■ **Exercise directions**: Put every line of the records below into a JSON list of strings, one string per line, skipping blank lines. Leave the pictures out of the list.

Records from a dataset
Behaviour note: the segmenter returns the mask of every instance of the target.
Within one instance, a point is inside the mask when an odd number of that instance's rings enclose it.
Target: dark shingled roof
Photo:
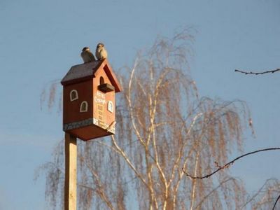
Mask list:
[[[121,87],[106,59],[102,61],[94,61],[89,63],[75,65],[61,80],[62,85],[76,83],[94,78],[95,72],[102,66],[112,85],[115,87],[115,92],[121,91]]]
[[[90,63],[73,66],[64,76],[61,83],[64,85],[76,79],[94,77],[94,73],[98,69],[101,63],[102,62],[94,61]]]

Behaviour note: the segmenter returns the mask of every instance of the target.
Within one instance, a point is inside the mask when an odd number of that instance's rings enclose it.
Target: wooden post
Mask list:
[[[65,132],[64,210],[76,210],[77,199],[77,139]]]

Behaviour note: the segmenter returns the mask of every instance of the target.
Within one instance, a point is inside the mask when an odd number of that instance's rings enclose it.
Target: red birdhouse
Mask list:
[[[82,140],[115,134],[121,87],[106,59],[73,66],[63,85],[63,130]]]

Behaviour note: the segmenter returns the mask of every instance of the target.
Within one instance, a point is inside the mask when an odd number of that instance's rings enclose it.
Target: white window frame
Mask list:
[[[72,92],[75,92],[76,93],[76,97],[75,98],[72,98]],[[70,92],[70,101],[71,102],[73,102],[73,101],[75,101],[75,100],[76,100],[76,99],[78,99],[78,91],[77,91],[77,90],[72,90],[71,92]]]
[[[113,103],[111,101],[108,102],[107,109],[108,111],[113,113]]]
[[[85,109],[83,110],[83,104],[85,104]],[[80,103],[80,112],[87,112],[88,111],[88,102],[83,101],[82,103]]]

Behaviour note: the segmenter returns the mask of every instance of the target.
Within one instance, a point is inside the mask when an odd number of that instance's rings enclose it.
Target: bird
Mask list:
[[[104,44],[102,43],[99,43],[97,46],[97,49],[95,50],[95,56],[98,60],[104,59],[107,58],[107,51],[105,49]]]
[[[80,56],[82,57],[85,64],[96,60],[94,55],[93,55],[92,52],[90,52],[90,48],[88,47],[85,47],[83,48]]]

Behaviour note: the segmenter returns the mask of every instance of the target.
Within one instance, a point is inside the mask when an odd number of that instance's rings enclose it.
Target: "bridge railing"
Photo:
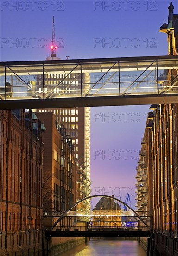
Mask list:
[[[0,99],[178,93],[177,56],[1,62]]]
[[[51,226],[45,226],[43,228],[44,231],[51,230]],[[149,231],[149,227],[146,226],[138,227],[138,226],[128,226],[121,225],[121,226],[113,227],[110,226],[86,226],[74,225],[72,226],[56,227],[53,231],[108,231],[108,232],[124,232],[124,231]]]

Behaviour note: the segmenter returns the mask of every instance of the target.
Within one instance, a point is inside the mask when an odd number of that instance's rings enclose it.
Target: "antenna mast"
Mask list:
[[[56,57],[56,49],[57,47],[56,46],[56,40],[55,40],[55,30],[54,27],[54,17],[53,16],[53,21],[52,27],[52,45],[51,47],[51,57]]]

■ **Response**:
[
  "Behaviour note: the segmenter returns the mask of every instance of the target.",
  "Within one instance, a point is inside the mask when an odd number of that instance's rings enclose it.",
  "Target: dark shingled roof",
  "Photo:",
  "Mask list:",
  "[[[121,87],[106,59],[102,61],[94,61],[89,63],[75,65],[61,80],[62,85],[76,83],[94,78],[95,72],[102,66],[112,85],[115,87],[115,92],[121,91]]]",
  "[[[90,63],[73,66],[64,76],[61,83],[64,85],[76,79],[94,77],[94,73],[98,69],[101,63],[102,62],[94,61]]]",
  "Behaviour note: the segmenter returns the mask of every instance of the target.",
  "Within one instance, a point is inside the mask when an odd number of that instance's rings enclose it.",
  "Target: wooden post",
  "Mask list:",
  "[[[65,132],[64,210],[76,210],[77,199],[77,139]]]",
  "Behaviour note: the segmenter returns the mask of every instance of the target.",
  "Within one instance, a point is inside the mask when an odd number of that instance's rings enclose it.",
  "Target: red birdhouse",
  "Mask list:",
  "[[[82,140],[115,134],[121,87],[106,59],[73,66],[63,85],[63,130]]]",
  "Behaviour note: the segmenter returns the mask of every instance of the target.",
  "Within one instance, a point is inside the mask when an odd number of that instance's rings enclose it.",
  "Target: white window frame",
  "Mask list:",
  "[[[72,92],[75,92],[76,93],[76,97],[75,98],[72,98]],[[70,92],[70,101],[71,102],[73,102],[73,101],[75,101],[75,100],[76,100],[76,99],[78,99],[78,91],[77,91],[77,90],[72,90],[71,92]]]",
  "[[[113,103],[111,101],[108,102],[107,109],[108,111],[113,113]]]",
  "[[[85,109],[83,110],[83,104],[85,104]],[[80,103],[80,112],[87,112],[88,111],[88,102],[83,101],[82,103]]]",
  "Behaviour note: the segmenter returns the mask of every instance of the target.",
  "Within one instance, a point is inside the mask when an odd number of that instance's rings enclose it.",
  "Target: bird",
  "Mask list:",
  "[[[104,44],[102,43],[99,43],[97,46],[97,49],[95,50],[95,56],[98,60],[104,59],[107,58],[107,51],[105,49]]]",
  "[[[80,56],[82,57],[85,64],[96,60],[94,55],[93,55],[92,52],[90,52],[90,48],[88,47],[85,47],[83,48]]]",
  "Behaviour note: the segmenter returns the mask of every instance of the target.",
  "Within one instance, a point is inside the mask when an odd number of that instance's rings enclose it.",
  "Target: \"bridge railing\"",
  "Photo:",
  "Mask list:",
  "[[[0,99],[178,93],[177,56],[1,62]]]",
  "[[[51,226],[45,226],[43,228],[44,231],[51,230]],[[149,231],[149,227],[146,226],[138,227],[138,226],[128,226],[121,225],[121,226],[113,227],[110,226],[86,226],[74,225],[72,226],[56,227],[53,231],[108,231],[108,232],[124,232],[124,231]]]",
  "Behaviour note: the segmenter returns the mask of every instance of the target.",
  "Within one instance, a point is inside the mask when an odd number of that instance's rings enclose it.",
  "Target: \"antenna mast\"",
  "Mask list:",
  "[[[56,57],[56,49],[57,47],[56,46],[56,40],[55,40],[55,30],[54,27],[54,17],[53,16],[53,21],[52,27],[52,45],[51,47],[51,57]]]"
]